=== Exercise set ===
#1 In the news article about the missing Nevada family, what two things did the family do to capture heat?
#2 Repeat the passage of the news article about the missing Nevada family starting at "But two days" and ending at "I get stranded?", switching "rocks" to "stones".

___ Provided text

LAS VEGAS, Nev. – More than 200 rescuers feared for the worst when a couple and four children vanished this week in the bitterly cold Nevada wilderness.
© AP Photo/Lucia Gonzalez
This Tuesday, Dec. 10, 2013 photo provided by searcher Lucia Gonzalez shows the vehicle belonging to a family who went missing after a trip to play in the snow near Lovelock, Nev.
But two days after their ill-fated trip to play in the snow Sunday, the family was found in good condition. By Wednesday, the mother and a child were released from the hospital.
Authorities said the family survived temperatures of 16 degrees below zero with warm clothes and ingenuity — they started a campfire and warmed rocks to capture heat.
Experts offer advice on avoiding similar situations, and how to respond when the unexpected happens.
What should I do first if I get stranded?
“Food helps, but it’s not the top priority,” said Steve Howe, a wilderness guide based in southern Utah. “In most winter survival situations, clothing and shelter are the most important things.”

______
___ Material provided

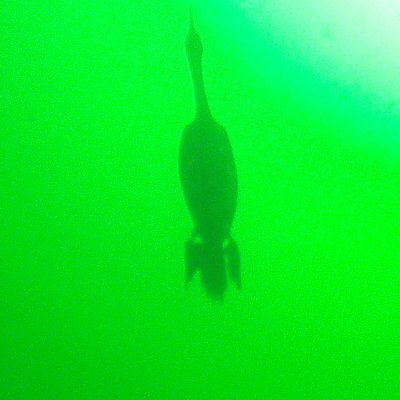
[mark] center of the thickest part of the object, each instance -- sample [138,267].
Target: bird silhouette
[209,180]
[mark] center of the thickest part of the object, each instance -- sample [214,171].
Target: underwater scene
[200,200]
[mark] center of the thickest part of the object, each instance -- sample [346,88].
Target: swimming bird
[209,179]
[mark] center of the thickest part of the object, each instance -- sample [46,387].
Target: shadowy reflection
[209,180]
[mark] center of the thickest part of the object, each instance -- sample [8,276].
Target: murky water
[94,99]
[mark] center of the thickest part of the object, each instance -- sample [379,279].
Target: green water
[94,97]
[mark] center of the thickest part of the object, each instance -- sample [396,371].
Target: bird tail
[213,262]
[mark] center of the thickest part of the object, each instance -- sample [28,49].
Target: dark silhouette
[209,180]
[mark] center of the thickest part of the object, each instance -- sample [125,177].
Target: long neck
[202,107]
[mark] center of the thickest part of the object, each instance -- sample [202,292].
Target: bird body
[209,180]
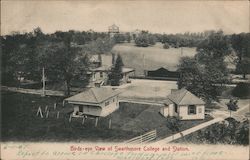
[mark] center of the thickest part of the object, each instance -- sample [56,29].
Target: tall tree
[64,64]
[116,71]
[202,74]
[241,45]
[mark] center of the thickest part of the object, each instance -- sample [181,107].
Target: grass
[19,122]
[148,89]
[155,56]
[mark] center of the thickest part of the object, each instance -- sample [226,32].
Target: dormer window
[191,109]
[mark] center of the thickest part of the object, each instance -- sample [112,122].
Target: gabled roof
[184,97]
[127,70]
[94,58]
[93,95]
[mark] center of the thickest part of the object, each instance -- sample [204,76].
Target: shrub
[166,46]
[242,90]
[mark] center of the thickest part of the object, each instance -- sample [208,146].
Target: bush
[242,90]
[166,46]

______
___ Material provided

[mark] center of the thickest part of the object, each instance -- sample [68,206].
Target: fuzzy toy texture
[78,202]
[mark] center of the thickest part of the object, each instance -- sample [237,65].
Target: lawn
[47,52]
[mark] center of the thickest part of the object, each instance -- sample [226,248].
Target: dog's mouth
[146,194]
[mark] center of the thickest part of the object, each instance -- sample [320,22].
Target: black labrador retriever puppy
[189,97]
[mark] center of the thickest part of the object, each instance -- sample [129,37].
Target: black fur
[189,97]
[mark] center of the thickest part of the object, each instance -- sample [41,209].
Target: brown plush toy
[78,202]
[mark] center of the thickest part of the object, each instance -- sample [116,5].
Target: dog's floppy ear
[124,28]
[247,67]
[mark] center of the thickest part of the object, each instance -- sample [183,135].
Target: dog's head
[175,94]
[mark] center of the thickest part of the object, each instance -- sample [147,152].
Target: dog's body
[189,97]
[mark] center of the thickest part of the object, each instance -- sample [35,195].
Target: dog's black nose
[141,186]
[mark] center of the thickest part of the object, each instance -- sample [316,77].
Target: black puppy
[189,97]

______
___ Material provided

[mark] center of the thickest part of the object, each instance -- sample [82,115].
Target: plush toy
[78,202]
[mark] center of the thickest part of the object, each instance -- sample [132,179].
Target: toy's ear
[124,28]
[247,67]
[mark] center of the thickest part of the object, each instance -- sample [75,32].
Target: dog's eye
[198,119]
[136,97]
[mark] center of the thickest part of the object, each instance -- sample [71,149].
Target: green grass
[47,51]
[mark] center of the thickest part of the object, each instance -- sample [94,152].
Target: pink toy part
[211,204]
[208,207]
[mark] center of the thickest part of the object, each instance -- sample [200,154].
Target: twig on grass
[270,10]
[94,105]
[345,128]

______

=== Solution list ===
#1 They started a campfire and warmed rocks.

#2
But two days after their ill-fated trip to play in the snow Sunday, the family was found in good condition. By Wednesday, the mother and a child were released from the hospital.
Authorities said the family survived temperatures of 16 degrees below zero with warm clothes and ingenuity — they started a campfire and warmed stones to capture heat.
Experts offer advice on avoiding similar situations, and how to respond when the unexpected happens.
What should I do first if I get stranded?